Scan the entries for the word "door" and return every line that has it.

═══ Raw data

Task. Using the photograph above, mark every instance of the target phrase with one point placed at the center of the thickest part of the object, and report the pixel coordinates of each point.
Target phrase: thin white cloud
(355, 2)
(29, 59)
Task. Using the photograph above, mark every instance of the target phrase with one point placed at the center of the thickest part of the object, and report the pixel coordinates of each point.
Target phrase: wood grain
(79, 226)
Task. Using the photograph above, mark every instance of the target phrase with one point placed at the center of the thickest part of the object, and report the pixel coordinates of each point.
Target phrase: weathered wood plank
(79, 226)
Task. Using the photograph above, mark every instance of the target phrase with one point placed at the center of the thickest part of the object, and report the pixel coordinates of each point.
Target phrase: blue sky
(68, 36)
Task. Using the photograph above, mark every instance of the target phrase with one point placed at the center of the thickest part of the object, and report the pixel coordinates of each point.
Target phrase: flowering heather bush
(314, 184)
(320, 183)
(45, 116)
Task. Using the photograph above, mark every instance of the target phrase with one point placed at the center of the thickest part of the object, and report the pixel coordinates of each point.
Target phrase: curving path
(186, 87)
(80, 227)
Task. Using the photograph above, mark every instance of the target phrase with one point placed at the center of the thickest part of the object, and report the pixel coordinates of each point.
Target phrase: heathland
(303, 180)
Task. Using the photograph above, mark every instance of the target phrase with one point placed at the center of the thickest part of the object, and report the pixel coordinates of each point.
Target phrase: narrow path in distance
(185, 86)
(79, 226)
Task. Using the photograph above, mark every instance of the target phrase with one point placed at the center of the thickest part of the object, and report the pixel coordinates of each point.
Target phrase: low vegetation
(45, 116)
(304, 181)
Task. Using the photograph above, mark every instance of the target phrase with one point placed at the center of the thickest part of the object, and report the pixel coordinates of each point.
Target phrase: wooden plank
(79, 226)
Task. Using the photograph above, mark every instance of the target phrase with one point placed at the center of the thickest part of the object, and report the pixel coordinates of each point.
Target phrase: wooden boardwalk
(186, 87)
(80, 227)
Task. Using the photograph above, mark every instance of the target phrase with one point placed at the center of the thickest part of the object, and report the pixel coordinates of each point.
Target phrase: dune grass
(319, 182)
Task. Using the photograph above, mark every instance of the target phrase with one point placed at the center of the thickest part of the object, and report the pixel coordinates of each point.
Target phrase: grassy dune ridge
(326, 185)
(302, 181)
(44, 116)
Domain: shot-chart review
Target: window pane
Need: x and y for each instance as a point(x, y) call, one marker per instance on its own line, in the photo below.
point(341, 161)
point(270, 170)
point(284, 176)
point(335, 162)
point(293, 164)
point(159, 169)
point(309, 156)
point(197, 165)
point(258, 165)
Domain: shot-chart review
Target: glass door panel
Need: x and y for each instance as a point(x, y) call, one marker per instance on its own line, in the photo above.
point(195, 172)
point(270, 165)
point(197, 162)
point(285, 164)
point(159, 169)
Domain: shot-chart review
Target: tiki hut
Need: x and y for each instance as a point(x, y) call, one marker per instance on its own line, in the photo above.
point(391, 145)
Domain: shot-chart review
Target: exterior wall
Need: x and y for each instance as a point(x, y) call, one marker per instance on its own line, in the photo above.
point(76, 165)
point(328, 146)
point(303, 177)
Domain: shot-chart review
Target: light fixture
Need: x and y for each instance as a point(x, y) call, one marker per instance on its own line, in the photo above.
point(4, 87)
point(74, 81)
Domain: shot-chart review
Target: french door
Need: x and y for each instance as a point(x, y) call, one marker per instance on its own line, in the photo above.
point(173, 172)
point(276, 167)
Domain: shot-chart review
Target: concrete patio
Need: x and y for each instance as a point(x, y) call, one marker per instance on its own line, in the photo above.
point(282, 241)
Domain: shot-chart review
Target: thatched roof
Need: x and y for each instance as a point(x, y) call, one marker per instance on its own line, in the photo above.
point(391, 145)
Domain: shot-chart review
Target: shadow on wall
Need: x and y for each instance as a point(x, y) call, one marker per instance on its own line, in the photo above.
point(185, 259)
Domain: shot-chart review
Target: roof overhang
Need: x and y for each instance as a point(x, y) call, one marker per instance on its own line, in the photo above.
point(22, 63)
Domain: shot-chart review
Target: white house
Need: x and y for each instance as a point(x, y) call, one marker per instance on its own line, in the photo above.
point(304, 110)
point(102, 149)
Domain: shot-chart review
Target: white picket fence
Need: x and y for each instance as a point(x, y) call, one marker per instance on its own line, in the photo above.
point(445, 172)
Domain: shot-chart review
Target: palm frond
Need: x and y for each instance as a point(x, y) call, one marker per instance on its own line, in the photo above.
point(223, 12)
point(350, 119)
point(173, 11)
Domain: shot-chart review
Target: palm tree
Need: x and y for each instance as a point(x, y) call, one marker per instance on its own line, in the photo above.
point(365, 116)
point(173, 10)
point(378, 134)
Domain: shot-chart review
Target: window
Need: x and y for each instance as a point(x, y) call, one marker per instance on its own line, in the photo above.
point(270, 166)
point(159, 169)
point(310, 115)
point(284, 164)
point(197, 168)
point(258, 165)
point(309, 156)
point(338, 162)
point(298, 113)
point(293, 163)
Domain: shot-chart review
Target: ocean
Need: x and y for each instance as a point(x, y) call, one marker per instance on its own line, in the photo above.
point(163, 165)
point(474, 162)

══════

### Response area
Target: glass door panel
Target: french door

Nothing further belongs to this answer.